SOURCE EXCERPT:
>>>

StorageHelperRK - Inconsistent Results Loading Data

I am getting close to fielding my LoRA Particle Gateway but I have run into an issue of the configuration and state data not being consistently loaded from FRAM at reset.

I currently have three storage classes - sysStatus (system configuration), current (current data from the last node) and nodeID (a JSON object that stores node configuration).

I shared the approach for putting these in classes here:

But, you can see the latest (large - sorry) release here:

My plan is to document and share this project with the community once I get this issue figured out. This is part of a long running project with @jgskarda and others to realized the best of both worlds with Particle and LoRA.

<<<

GIVEN DATA:
>>>

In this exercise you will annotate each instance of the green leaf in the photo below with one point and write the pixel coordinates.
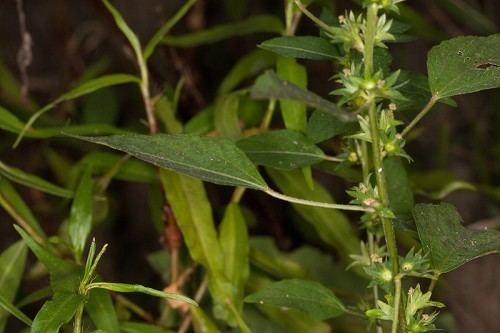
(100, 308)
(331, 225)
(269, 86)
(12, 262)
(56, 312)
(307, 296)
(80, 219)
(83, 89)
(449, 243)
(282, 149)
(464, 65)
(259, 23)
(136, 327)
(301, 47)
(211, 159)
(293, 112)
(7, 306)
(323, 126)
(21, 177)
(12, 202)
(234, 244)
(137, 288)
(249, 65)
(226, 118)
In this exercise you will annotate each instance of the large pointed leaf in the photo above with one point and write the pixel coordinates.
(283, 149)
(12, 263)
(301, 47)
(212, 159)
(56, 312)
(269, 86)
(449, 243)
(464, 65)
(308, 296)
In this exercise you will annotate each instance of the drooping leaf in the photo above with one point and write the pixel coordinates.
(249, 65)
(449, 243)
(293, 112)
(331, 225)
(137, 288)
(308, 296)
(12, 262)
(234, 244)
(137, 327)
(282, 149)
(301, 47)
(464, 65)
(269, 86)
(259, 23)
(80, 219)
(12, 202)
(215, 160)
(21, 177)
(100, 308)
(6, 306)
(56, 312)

<<<

WORK TO DO: For each of the following statements about the StorageHelperRK post, answer yes or no and quote the words of the post that decide it. 1. The writer uses three storage classes. 2. The data is loaded from an SD card at reset. 3. The writer has already documented and shared the project with the community.

SOLUTION BELOW:
1. Yes: "I currently have three storage classes"
2. No: "not being consistently loaded from FRAM at reset"
3. No: "My plan is to document and share this project with the community once I get this issue figured out."